→ PROBLEM REQUIREMENTS
Each line of the data below containing "road" needs to be listed.

____ PROVIDED RECORDS

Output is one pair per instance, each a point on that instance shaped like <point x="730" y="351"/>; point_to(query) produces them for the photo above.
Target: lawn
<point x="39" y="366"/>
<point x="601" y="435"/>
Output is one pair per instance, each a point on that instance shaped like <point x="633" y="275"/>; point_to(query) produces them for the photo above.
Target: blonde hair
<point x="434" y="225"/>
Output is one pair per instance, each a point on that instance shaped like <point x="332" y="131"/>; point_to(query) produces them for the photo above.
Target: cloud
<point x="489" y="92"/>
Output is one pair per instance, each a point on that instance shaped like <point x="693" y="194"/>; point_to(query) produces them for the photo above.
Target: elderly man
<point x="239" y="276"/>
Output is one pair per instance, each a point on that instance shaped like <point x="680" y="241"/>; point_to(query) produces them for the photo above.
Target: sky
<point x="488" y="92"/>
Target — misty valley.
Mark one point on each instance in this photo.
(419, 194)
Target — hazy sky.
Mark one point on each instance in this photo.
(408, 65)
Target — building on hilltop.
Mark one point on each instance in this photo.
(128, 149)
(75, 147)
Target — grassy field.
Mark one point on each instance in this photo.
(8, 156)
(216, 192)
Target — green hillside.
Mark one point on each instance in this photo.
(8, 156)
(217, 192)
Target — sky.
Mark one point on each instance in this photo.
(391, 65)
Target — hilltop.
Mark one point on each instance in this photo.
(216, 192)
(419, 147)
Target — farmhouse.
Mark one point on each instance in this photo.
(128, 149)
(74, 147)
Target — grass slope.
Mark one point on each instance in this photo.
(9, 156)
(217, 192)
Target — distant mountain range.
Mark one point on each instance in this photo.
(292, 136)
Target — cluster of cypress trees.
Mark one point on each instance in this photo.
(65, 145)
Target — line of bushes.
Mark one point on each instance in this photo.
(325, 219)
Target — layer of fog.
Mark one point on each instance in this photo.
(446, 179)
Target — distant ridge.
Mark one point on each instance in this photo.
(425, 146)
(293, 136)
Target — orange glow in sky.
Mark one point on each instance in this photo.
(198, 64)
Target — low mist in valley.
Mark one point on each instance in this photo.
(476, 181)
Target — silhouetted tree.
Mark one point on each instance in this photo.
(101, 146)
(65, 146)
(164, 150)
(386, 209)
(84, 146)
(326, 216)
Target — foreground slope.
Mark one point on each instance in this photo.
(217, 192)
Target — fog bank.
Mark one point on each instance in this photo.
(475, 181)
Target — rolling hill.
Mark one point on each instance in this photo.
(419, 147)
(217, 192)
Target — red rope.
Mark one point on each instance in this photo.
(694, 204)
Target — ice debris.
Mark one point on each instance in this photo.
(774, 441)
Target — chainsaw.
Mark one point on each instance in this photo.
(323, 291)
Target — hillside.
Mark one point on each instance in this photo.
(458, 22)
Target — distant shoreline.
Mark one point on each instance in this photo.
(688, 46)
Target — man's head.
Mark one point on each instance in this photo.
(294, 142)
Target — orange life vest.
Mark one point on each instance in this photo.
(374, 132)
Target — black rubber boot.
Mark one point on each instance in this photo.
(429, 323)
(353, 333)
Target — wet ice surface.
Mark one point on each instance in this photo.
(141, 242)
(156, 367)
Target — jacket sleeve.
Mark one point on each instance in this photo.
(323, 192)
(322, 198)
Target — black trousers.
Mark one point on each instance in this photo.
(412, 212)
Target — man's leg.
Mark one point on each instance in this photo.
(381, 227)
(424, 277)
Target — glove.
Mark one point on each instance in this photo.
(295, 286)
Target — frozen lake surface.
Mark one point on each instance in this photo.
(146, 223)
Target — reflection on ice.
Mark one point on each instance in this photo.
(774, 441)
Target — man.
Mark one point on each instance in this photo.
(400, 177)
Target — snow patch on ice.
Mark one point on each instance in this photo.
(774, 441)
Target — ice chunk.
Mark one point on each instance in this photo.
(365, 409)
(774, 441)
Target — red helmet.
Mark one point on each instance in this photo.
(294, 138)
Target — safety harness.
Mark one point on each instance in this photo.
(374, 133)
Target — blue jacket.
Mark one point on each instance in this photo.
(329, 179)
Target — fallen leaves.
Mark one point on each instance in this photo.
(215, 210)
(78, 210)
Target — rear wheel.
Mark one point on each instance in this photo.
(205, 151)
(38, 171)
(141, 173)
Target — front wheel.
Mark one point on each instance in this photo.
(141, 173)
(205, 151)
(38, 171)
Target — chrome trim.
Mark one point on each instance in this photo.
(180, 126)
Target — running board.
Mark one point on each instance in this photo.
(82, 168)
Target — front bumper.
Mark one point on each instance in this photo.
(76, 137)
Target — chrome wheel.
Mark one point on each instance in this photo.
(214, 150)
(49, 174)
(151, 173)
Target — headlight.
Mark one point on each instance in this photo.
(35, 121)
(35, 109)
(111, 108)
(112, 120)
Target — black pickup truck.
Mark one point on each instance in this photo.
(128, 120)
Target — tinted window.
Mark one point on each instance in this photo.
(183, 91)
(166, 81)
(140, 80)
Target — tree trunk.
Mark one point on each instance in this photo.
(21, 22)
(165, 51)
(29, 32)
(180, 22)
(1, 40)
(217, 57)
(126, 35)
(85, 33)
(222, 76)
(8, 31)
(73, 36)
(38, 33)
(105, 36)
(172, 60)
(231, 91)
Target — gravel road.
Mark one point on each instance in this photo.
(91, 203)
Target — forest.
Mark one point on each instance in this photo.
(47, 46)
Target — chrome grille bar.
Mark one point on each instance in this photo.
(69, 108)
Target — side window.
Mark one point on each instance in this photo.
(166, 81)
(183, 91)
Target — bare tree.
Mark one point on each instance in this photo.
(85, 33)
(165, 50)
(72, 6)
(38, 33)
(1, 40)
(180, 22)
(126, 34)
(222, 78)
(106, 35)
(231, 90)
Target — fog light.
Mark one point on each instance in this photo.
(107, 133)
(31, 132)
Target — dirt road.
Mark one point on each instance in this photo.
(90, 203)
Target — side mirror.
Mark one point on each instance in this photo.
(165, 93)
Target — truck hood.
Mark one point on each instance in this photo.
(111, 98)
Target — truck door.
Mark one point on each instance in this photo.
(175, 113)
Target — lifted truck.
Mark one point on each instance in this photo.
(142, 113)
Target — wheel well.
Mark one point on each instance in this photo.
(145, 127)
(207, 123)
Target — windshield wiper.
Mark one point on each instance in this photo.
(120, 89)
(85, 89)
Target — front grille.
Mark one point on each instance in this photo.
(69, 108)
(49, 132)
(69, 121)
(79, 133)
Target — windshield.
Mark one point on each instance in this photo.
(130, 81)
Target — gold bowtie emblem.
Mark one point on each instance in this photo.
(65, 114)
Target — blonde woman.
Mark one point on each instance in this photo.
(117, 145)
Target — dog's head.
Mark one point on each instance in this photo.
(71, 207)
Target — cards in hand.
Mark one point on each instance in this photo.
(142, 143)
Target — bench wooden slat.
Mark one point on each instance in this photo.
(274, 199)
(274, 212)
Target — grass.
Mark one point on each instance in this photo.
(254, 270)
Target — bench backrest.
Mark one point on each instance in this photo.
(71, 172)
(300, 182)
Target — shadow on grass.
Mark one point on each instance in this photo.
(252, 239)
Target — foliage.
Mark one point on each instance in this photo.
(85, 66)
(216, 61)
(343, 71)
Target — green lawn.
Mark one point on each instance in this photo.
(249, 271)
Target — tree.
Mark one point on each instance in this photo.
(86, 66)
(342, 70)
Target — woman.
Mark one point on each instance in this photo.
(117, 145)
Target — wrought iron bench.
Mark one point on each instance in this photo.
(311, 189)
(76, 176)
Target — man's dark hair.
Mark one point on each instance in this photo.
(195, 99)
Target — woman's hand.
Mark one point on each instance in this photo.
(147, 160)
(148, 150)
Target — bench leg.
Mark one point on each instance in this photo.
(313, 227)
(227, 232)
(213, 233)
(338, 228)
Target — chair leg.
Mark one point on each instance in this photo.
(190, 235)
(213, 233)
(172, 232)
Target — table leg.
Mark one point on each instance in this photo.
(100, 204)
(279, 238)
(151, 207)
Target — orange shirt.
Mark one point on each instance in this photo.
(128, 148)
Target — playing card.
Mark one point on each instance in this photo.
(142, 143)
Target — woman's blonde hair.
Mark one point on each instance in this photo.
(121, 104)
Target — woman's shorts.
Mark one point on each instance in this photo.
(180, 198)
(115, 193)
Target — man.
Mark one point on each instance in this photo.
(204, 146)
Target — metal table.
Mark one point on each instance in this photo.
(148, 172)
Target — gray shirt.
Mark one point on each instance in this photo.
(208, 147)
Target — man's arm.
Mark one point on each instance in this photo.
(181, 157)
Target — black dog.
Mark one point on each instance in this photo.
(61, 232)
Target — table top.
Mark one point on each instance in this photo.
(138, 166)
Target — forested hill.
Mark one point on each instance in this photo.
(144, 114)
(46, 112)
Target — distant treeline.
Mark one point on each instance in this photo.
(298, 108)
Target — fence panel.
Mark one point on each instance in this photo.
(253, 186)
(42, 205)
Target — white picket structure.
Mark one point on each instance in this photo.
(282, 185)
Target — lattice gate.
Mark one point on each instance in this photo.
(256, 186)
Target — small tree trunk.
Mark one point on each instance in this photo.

________

→ ANSWER TO THIS PROBLEM
Target — gravel road.
Target — dirt road.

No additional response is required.